> **Data provided**:
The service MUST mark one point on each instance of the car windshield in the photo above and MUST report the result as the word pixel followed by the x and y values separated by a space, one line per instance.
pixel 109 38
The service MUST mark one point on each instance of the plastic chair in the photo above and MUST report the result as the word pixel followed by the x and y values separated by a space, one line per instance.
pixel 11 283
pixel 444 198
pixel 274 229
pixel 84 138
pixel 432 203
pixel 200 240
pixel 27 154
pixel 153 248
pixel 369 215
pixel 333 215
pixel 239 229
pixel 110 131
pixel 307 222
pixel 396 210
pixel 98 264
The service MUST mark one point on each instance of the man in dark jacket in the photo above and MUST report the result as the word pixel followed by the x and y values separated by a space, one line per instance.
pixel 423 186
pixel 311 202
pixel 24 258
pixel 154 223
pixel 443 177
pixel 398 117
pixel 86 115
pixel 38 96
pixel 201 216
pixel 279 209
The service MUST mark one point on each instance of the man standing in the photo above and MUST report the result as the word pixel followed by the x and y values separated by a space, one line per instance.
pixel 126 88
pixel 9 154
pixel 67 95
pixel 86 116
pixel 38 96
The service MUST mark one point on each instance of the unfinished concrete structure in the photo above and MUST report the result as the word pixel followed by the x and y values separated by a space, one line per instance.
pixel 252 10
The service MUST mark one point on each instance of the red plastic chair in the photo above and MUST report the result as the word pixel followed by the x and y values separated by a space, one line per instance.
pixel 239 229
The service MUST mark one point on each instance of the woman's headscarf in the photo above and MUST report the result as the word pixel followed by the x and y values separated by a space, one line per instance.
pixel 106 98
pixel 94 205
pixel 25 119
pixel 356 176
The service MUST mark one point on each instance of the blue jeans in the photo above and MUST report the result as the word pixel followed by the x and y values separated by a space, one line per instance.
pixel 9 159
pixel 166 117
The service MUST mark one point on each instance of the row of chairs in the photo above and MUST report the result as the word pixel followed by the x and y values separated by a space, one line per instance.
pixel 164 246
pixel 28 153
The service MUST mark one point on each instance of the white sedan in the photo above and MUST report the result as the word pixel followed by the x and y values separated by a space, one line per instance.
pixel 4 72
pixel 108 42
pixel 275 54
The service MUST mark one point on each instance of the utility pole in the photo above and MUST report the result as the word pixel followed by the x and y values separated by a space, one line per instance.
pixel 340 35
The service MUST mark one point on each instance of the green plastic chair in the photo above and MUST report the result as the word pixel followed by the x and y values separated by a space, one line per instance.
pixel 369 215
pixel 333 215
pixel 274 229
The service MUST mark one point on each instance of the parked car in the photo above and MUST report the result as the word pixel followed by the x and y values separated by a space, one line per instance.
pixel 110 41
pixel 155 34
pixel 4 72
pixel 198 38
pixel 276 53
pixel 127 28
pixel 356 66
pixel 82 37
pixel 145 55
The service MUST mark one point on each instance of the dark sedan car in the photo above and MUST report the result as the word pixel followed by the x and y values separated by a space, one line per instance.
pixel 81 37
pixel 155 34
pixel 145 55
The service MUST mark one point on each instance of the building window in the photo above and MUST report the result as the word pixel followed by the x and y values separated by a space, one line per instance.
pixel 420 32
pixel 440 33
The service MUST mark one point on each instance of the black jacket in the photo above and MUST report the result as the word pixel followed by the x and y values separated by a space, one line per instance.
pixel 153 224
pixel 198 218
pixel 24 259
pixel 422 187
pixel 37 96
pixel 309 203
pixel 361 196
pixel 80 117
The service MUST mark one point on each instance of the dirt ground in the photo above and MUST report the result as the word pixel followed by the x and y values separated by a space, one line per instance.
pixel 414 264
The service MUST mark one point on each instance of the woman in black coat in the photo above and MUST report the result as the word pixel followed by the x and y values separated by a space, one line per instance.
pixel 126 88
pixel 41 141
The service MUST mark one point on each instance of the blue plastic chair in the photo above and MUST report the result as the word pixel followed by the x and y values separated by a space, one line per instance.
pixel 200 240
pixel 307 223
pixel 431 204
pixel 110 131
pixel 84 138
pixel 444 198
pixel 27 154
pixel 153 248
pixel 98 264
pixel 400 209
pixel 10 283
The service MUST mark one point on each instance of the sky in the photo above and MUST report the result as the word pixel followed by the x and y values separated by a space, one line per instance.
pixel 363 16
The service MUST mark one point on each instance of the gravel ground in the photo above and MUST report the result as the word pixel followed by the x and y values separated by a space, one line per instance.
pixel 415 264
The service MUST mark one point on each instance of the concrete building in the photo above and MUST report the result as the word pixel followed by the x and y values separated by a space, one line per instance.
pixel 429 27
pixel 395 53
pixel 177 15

> **The problem**:
Working from the material above, retype it in its entirety without change.

> **Answer section**:
The service MUST mark one point on each instance of the car windshield in the photo above and MUST report the result as the word pixel followed by the x and y values separated by a space, one line per instance.
pixel 109 38
The service MUST mark one point on each instance of the plastic chair in the photo above and MUST report the result as the word pixel followed by the x and y values separated by a space, one line per instance.
pixel 11 283
pixel 444 198
pixel 274 229
pixel 84 138
pixel 432 203
pixel 200 240
pixel 27 154
pixel 153 248
pixel 369 215
pixel 333 215
pixel 239 229
pixel 110 131
pixel 307 222
pixel 396 210
pixel 98 264
The service MUST mark one point on each instance of the man in dark jacket in the photo above and MUST report the result as the word pixel followed by the x and y values separated by a space, one line per instance.
pixel 423 186
pixel 311 202
pixel 24 258
pixel 154 223
pixel 443 177
pixel 398 117
pixel 86 115
pixel 38 96
pixel 201 216
pixel 279 209
The service MUST mark one point on each instance of the man standing in the photo above and MUST report the result as the word pixel followed by the x and y values separated by a space, one line per instance.
pixel 126 88
pixel 9 154
pixel 67 95
pixel 86 116
pixel 38 96
The service MUST mark one point on each instance of the unfinished concrete structure in the photo above and MUST report the result as the word pixel followed by the x and y values separated by a space, one line per instance.
pixel 252 10
The service MUST mark one point on each instance of the red plastic chair in the photo above and MUST report the result as the word pixel followed by the x and y values separated by a space, one line per instance.
pixel 239 229
The service MUST mark one point on each instance of the woman's headscarf in the photo above and MUST report the result as the word pixel followed by the x and y values separated by a space, one line per instance.
pixel 106 98
pixel 94 205
pixel 25 119
pixel 356 176
The service MUST mark one point on each instance of the blue jeans in the photo above and MUST report the result as the word pixel followed by the x and y values separated by a space, one line per instance.
pixel 9 159
pixel 166 117
The service MUST mark one point on each instance of the row of chairs in the photo above and MUST report the result as the word pixel followed by the x and y values separated by a space, one line per instance.
pixel 164 246
pixel 28 153
The service MUST mark one point on each instance of the white sedan in the photo above and MUST report the result as the word pixel followed by the x and y values separated by a space, one line per instance.
pixel 4 72
pixel 108 42
pixel 275 54
The service MUST mark one point on each instance of the utility pole in the photo above and MUST report the result as the word pixel followed by the x and y values separated by a space, one line per instance.
pixel 340 35
The service MUST mark one point on each instance of the green plastic chair in the photo above and MUST report the result as the word pixel followed by the x and y values separated by a space, one line per instance.
pixel 369 215
pixel 333 215
pixel 274 229
The service MUST mark one point on each instance of the parked car in the photo above and MUST report the result as the word pixel followed by the x and y values separated by a space, one line per instance.
pixel 110 41
pixel 155 34
pixel 4 72
pixel 198 38
pixel 276 53
pixel 127 28
pixel 356 66
pixel 82 37
pixel 145 55
The service MUST mark one point on each instance of the dark sedan car in the photo above and MUST report the result as the word pixel followed by the x and y values separated by a space, one line per instance.
pixel 81 37
pixel 155 34
pixel 145 55
The service MUST mark one point on each instance of the building window in the photo above and MUST report the result as the word pixel followed by the x and y values separated by a space, one line per instance.
pixel 420 32
pixel 440 33
The service MUST mark one point on each instance of the black jacket in the photo above and MUST report the result as the word pixel followed by the x and y values separated by a space, one line per instance.
pixel 153 224
pixel 198 218
pixel 24 259
pixel 422 187
pixel 37 96
pixel 309 203
pixel 361 196
pixel 80 117
The service MUST mark one point on each instance of the dirt ground in the photo above and MUST report the result as the word pixel followed by the x and y values separated by a space, one line per instance.
pixel 414 264
The service MUST mark one point on each instance of the woman in black coat in the photo above and MUST report the result as the word pixel followed by the x and y values separated by a space, one line per instance.
pixel 126 88
pixel 41 141
The service MUST mark one point on each instance of the blue plastic chair in the photo above and MUST report the result as the word pixel followed by the x and y values separated by a space, one line per instance.
pixel 200 240
pixel 307 223
pixel 431 204
pixel 110 131
pixel 84 138
pixel 444 198
pixel 27 154
pixel 153 248
pixel 98 264
pixel 400 209
pixel 10 283
The service MUST mark one point on each instance of the sky in the photo above and MUST report the result as the word pixel followed by the x and y values separated by a space, one line per instance.
pixel 363 16
The service MUST mark one point on each instance of the gravel ground in the photo above and MUST report the result as the word pixel followed by the x and y values separated by a space, one line per instance.
pixel 415 264
The service MUST mark one point on each instance of the concrete building in the photo above and MUST report the result as the word pixel followed by the x and y values separated by a space, one line per instance.
pixel 429 27
pixel 395 53
pixel 177 15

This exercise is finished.